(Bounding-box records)
## start
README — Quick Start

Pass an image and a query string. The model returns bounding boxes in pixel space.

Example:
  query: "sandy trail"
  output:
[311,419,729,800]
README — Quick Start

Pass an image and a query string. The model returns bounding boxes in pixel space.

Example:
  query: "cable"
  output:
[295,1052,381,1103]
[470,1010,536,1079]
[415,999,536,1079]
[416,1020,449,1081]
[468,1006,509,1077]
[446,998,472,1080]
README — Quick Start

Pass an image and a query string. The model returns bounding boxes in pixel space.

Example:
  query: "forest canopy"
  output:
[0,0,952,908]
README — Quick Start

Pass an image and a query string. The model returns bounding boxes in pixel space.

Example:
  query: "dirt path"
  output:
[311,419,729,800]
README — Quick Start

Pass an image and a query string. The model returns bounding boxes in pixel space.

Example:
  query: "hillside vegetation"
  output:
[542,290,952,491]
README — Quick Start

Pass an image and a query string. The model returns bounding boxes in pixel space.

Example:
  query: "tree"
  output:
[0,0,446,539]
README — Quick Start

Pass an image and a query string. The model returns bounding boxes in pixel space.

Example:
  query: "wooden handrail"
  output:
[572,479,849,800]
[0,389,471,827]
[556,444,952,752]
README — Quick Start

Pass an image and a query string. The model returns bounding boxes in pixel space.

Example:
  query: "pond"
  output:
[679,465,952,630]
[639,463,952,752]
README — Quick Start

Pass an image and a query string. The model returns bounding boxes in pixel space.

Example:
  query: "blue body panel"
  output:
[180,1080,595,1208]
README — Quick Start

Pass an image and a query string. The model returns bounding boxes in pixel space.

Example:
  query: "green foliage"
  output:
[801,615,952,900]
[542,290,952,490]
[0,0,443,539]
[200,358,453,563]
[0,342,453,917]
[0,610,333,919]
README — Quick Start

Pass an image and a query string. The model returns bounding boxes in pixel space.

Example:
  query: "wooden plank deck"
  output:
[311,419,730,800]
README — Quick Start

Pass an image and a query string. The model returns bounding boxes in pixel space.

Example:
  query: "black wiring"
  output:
## end
* _Written task_:
Set down the listing above in full, please, exactly as it appears.

* _Solution to this exercise_:
README — Quick Start

Pass an image and a query string. The model returns bounding boxes in pixel space.

Example:
  query: "sandy trail"
  output:
[311,419,729,800]
README — Quick Start

Pass an image and a query string. The model returns bounding boxes in pixel space.

Example:
  query: "cable"
  output:
[295,1052,381,1103]
[470,1010,536,1079]
[415,999,536,1079]
[416,1020,449,1081]
[468,1006,509,1077]
[446,998,472,1080]
README — Quick Start

Pass an image and a query string. The model returns bounding boxes in pixel space.

Example:
  query: "forest canopy"
  output:
[0,0,952,908]
README — Quick Start

Pass an image and a query string. The model returns bounding boxes in pixel space.

Example:
  query: "dirt path"
  output:
[311,419,729,800]
README — Quick Start

Pass an image and a query string. The model returns bounding boxes in pixel space.

Example:
  query: "hillside vegetation"
  output:
[542,290,952,491]
README — Quick Start

Pass an image and a query string. The model returns bounding boxes in pixel space.

Example:
  query: "tree"
  output:
[0,0,446,539]
README — Quick Start

Pass an image and a query string. The model returns bounding boxes in pixel space.

Example:
  query: "wooden handrail"
  output:
[572,479,849,800]
[0,389,471,827]
[556,444,952,752]
README — Quick Start

Pass an image and a query string. The model returns bounding boxes in pixel space.

Example:
  query: "pond"
  output:
[679,465,952,630]
[639,463,952,752]
README — Quick Start

Pass an image and a query string. The model returns bounding boxes in pixel space.

Example:
  query: "blue body panel"
  output:
[180,1080,595,1208]
README — Quick Start

Pass an image and a query string. The model returns bounding boxes in pixel space.

Example:
  query: "green foliage"
  output:
[801,615,952,900]
[542,290,952,490]
[0,0,443,539]
[200,358,453,563]
[0,342,453,917]
[0,610,333,919]
README — Quick Start

Pass an image and a query string. The model returns bounding boxes in pixel space.

Example:
  query: "wooden plank deck"
  output:
[311,419,730,800]
README — Quick Start

Pass an image and a query string. The model returns bounding boxes in pixel space.

Example:
  query: "black wiring"
  output:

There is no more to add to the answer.